EXCERPT PROVIDED —
Tuesday, February 10, 2015

At Your Service



© 2015 Chris Terrell
The other night while having dinner at a nice restaurant here in Birmingham, I stated, with some certitude, that I would rather dine in a restaurant with below-average food, but above-average service. One of my dinner companions disagreed, insisting that the quality of the food was most important. I was still thinking about this conversation, and the quip that started it, a few days later. Then I realized that I had been a bit too glib,  too clever-by-half. Perhaps I should have said that I would rather have a below-average meal with above-average company than the other way around. (Of course, I don't intend to imply that the company that night was in any way below average!)

And while the food served in a restaurant is important, let us not forget that the word “restaurant” derives from the French word for “restore.” Like eating with family or with friends, dining out is a commensal act that should restore us from a hard day at the office, at school, in the field, or on the factory floor.  The communal and restorative act of eating in a restaurant remains so, even when dining alone. 
I travel a lot for business, and unless I’m dog tired, I will go out to eat, even if in the hotel restaurant or bar. After all, you can always chit-chat with the server and, better yet, the bartender. I’m a big fan of eating at the bar. You don’t have to wait, and bartenders by nature and their profession are ready conversationalists. Strangers also are more friendly at the bar—the bottle instills an easy, natural Hemingway camaraderie.

SOURCE EXCERPT —
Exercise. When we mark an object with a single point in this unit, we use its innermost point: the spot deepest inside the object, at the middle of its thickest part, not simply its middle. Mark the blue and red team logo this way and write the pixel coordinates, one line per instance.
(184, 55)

PROBLEMS TO SOLVE —
1. Answer these questions from the excerpt on dining out:
(a) In what city was the restaurant where the dinner conversation took place?
(b) According to the excerpt, the word "restaurant" comes from the French word for what?
(c) What does the author say you don't have to do when eating at the bar?
2. Retype the passage from the excerpt on dining out, starting with "Tuesday, February 10, 2015" and going on through "way below average!)".
Answer from the excerpt on dining out alone, please, and leave the listing aside.

SOLVED PROBLEMS —
1.
(a) Birmingham
(b) Restore
(c) Wait

2.
Tuesday, February 10, 2015

At Your Service



© 2015 Chris Terrell
The other night while having dinner at a nice restaurant here in Birmingham, I stated, with some certitude, that I would rather dine in a restaurant with below-average food, but above-average service. One of my dinner companions disagreed, insisting that the quality of the food was most important. I was still thinking about this conversation, and the quip that started it, a few days later. Then I realized that I had been a bit too glib,  too clever-by-half. Perhaps I should have said that I would rather have a below-average meal with above-average company than the other way around. (Of course, I don't intend to imply that the company that night was in any way below average!)